STATED EXERCISE: Reproduce the entries below verbatim, beginning with the line that contains "Each instance of the white" and continuing through the end of the entries. Leave the pictures out of your answer.

MATERIALS PROVIDED:
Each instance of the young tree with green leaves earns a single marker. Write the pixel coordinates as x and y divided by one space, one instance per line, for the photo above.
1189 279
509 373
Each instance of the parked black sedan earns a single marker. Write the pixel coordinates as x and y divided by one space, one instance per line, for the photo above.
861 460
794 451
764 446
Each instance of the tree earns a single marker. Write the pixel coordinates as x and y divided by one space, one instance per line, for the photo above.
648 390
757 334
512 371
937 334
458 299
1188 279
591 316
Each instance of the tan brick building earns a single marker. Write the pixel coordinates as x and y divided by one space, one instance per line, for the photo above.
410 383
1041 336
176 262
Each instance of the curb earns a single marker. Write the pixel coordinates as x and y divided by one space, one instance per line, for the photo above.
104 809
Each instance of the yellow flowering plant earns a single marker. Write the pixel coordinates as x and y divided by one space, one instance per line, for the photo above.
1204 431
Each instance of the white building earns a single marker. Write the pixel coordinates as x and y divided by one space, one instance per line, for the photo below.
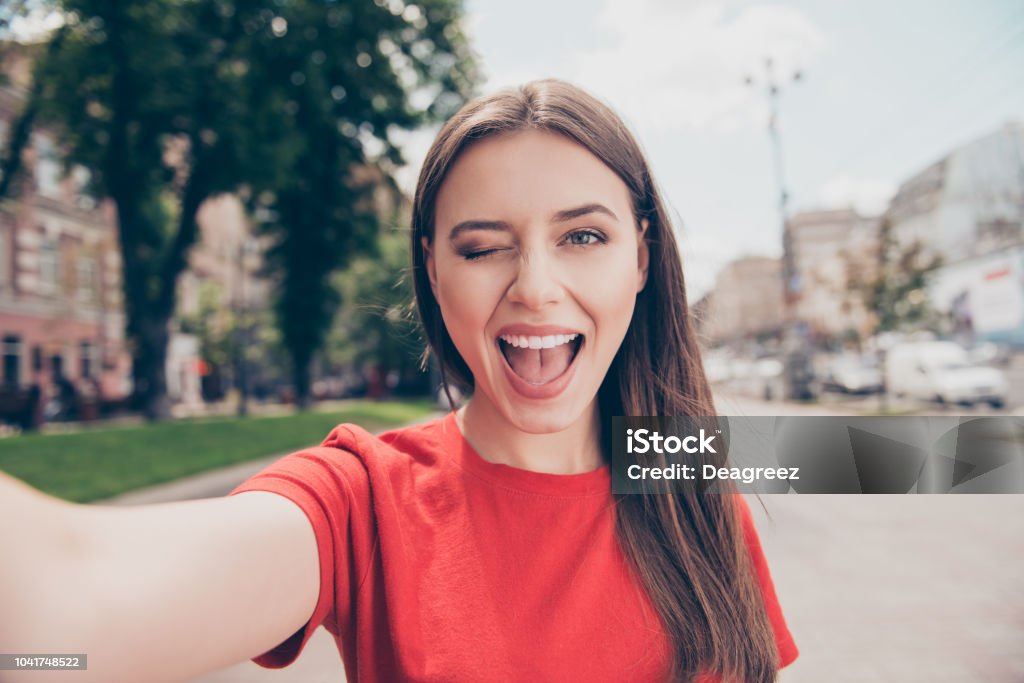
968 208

THE OUTPUT:
Each instance of the white building earns a single marker. Write the pixel coordinates as x and y divided by one space, one instance per line, for the photo below.
968 208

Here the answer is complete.